### The data ###

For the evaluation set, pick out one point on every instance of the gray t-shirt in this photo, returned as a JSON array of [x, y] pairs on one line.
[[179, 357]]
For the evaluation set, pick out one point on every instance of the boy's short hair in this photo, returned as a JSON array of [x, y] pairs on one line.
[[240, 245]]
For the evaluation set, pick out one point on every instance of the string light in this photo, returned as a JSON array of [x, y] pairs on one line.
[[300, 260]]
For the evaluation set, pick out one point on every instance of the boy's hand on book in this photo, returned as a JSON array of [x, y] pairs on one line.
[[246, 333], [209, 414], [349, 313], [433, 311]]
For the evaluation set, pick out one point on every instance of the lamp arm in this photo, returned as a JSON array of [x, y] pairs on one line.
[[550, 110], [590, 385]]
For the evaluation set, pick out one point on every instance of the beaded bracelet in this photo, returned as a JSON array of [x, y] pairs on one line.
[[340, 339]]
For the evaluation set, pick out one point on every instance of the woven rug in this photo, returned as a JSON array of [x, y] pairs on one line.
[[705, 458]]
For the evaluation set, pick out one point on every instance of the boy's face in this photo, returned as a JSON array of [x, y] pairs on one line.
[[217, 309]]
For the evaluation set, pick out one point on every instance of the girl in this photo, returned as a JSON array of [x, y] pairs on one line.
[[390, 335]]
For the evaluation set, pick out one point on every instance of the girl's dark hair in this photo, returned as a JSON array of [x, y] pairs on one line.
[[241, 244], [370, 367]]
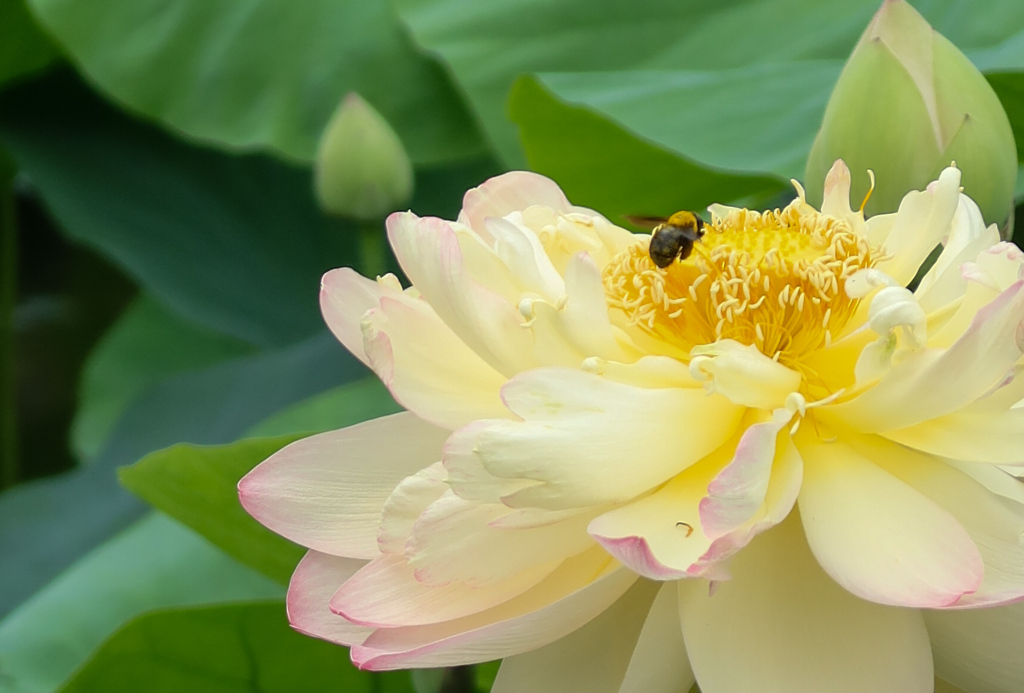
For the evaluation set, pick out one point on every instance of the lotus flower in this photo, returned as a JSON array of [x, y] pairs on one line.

###

▶ **Task details**: Render every item above as a Markdown table with the columns Row and Line, one row per line, with blank lines skipped. Leave the pictures out of the table.

▶ **Written solution**:
| Row | Line |
|---|---|
| 1 | For the evaluation set, pick out one point on every instance of the gray t-shirt in this photo, returned as a JSON array of [x, y] pairs on one line. |
| 2 | [[179, 357]] |
| 3 | For the evaluation set, pick out one point on every instance of the boy's short hair in this photo, returned as a JSON array of [x, y] pairs on one line. |
| 4 | [[240, 245]] |
| 5 | For the evaluation set, pick out one point on every instance of the string light in this photo, returned as a JSON array of [x, y] pairs on one line. |
| 6 | [[300, 260]] |
| 7 | For the evaluation set, pick out one point on every instance of the boy's hand on book in this photo, returned as a JSON array of [x, y] pairs on one line. |
| 8 | [[246, 333], [209, 414], [349, 313], [433, 311]] |
| 9 | For the evaluation set, pick out one point on every instance of the lamp arm in this photo, returned as a JSON array of [x, y] pairs on one line. |
| 10 | [[550, 110], [590, 385]] |
| 11 | For the evaluation set, pick out one point on every instance of the beaded bracelet in this photo, returned as a JSON array of [x, y] pairs on one line. |
| 12 | [[340, 339]] |
| 13 | For the evaluation set, pick out one point on every instance of the woven rug in this photo, returned as a JSON array of [x, y] pairs on one line. |
| 14 | [[705, 458]] |
| 15 | For the evaluation set, pick out one point on every instance of the boy's face in this photo, returned as a JSON array of [x, y] pairs on one line. |
| 16 | [[217, 309]] |
| 17 | For the evaluation set, pick out one point on every instance of the girl in this photo, returned as a JSON array of [x, y] pairs on one line. |
| 18 | [[390, 335]] |
| 19 | For the evaluation set, pick out one point on every instance of the girl's dark hair in this photo, returned as a JSON array of [x, y] pairs on one line. |
| 20 | [[241, 244], [370, 367]] |
| 21 | For the evaluation set, pick out one point on every instance of the lotus flower in this photo, returned as a JSON array of [x, y] pairs on one line. |